依頼.
項目の冒頭から「154L50 146L49 142L59」を含む行までを、「pointed arch」を「rounded arch」に置き換えて書き直してください。それ以外の部分は変更しない。
────────────────
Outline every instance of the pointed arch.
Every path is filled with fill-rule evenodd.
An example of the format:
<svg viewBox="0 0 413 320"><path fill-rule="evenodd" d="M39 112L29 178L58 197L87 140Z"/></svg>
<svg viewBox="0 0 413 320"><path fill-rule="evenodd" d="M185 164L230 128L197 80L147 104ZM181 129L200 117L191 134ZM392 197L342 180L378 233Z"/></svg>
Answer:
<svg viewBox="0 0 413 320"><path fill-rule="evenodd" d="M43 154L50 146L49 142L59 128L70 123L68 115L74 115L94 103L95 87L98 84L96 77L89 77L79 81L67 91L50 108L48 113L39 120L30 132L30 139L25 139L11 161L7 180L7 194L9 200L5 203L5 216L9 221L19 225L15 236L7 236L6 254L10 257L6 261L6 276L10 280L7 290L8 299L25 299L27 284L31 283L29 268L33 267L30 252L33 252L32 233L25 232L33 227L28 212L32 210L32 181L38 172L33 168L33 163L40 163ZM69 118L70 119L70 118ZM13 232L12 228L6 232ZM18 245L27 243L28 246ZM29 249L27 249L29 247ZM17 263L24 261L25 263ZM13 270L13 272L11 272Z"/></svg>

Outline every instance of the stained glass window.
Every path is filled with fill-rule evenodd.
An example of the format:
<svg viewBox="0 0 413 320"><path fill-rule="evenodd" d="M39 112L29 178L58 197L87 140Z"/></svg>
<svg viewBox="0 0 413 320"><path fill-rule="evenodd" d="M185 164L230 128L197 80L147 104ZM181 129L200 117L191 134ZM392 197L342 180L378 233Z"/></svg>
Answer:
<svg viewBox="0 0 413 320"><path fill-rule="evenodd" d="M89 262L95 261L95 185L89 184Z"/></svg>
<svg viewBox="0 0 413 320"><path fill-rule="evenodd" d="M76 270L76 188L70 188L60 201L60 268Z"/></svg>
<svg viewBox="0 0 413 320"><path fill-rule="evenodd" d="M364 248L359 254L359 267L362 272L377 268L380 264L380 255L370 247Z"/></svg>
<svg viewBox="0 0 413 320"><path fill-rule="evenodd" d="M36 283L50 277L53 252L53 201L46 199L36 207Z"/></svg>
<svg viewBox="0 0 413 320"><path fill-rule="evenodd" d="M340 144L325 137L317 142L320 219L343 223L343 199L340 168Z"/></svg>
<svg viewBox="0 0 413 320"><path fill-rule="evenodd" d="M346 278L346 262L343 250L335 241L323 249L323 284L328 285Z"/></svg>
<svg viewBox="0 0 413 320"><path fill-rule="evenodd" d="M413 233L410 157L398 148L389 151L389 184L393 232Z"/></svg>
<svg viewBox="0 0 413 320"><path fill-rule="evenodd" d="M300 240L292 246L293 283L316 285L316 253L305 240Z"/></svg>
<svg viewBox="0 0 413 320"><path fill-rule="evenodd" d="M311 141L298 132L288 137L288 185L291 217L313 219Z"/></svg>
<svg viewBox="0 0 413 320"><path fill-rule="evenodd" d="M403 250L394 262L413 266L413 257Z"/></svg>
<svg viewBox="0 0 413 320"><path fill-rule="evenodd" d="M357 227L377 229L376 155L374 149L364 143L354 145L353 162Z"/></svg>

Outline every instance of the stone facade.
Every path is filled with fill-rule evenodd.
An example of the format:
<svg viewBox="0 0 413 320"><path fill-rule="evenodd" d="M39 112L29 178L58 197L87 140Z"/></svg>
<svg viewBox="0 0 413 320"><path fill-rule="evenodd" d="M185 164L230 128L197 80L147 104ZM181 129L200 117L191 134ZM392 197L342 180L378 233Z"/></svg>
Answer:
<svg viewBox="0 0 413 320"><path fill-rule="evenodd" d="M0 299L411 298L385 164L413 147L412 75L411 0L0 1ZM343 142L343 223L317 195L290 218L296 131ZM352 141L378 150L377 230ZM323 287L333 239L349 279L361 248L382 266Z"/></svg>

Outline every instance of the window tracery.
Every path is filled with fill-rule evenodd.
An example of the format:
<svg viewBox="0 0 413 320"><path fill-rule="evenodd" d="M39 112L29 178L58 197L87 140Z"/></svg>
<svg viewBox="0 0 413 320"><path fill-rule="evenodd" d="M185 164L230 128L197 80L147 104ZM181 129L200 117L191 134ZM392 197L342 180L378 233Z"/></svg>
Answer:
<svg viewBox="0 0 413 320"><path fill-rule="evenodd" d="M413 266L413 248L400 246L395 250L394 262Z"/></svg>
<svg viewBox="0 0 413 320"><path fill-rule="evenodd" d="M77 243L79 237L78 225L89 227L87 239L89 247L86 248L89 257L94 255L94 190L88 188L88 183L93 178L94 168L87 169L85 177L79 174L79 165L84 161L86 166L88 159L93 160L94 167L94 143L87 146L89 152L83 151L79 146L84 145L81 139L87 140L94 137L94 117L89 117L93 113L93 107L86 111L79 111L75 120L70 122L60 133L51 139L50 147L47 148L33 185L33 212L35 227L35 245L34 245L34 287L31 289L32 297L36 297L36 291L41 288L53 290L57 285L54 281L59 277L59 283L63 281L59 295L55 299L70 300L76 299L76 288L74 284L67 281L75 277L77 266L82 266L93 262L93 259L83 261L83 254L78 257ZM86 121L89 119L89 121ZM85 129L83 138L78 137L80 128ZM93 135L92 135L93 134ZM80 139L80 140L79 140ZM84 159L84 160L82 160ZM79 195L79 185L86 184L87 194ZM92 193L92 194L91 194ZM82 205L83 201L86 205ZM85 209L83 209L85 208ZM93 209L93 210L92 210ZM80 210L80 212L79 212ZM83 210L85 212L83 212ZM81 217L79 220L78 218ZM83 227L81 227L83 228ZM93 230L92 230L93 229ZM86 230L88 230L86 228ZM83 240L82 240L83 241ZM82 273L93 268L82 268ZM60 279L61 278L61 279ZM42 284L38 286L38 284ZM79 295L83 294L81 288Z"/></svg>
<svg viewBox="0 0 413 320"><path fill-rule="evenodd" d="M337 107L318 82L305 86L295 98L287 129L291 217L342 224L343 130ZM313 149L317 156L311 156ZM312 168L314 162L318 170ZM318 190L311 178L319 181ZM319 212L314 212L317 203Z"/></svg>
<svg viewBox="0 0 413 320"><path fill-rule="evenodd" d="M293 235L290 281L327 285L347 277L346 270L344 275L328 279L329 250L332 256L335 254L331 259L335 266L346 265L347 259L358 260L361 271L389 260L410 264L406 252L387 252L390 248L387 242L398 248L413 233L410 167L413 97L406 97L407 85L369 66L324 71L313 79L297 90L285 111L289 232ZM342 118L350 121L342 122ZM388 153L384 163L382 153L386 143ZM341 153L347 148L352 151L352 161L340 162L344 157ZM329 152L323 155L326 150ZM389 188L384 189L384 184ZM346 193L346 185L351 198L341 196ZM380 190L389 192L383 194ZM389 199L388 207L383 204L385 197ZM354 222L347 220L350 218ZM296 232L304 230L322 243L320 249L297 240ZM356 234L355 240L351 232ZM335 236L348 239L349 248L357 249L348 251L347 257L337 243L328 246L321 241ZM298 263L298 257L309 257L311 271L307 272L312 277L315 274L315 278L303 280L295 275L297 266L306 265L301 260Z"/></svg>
────────────────
回答.
Outline every instance of the rounded arch.
Every path is filled with fill-rule evenodd.
An example of the format:
<svg viewBox="0 0 413 320"><path fill-rule="evenodd" d="M39 112L29 178L58 197L87 140Z"/></svg>
<svg viewBox="0 0 413 320"><path fill-rule="evenodd" d="M185 164L230 128L197 80L147 104ZM181 129L200 117L191 134ZM392 197L342 180L378 233Z"/></svg>
Answer:
<svg viewBox="0 0 413 320"><path fill-rule="evenodd" d="M43 154L50 146L49 142L59 128L70 123L68 115L74 115L94 103L95 87L98 84L96 77L89 77L79 81L67 91L50 108L48 113L39 120L30 132L30 139L25 139L11 161L7 180L7 194L9 200L5 203L5 216L9 221L19 225L15 236L7 236L6 254L10 257L6 261L6 276L10 280L7 290L8 299L25 299L27 284L31 283L29 268L33 267L30 252L33 252L32 233L25 232L33 227L28 212L32 210L32 181L38 172L33 168L33 163L40 163ZM69 118L70 119L70 118ZM13 232L12 228L6 232ZM18 245L27 243L28 246ZM29 249L27 249L29 247ZM17 263L24 261L25 263ZM13 270L13 272L11 272Z"/></svg>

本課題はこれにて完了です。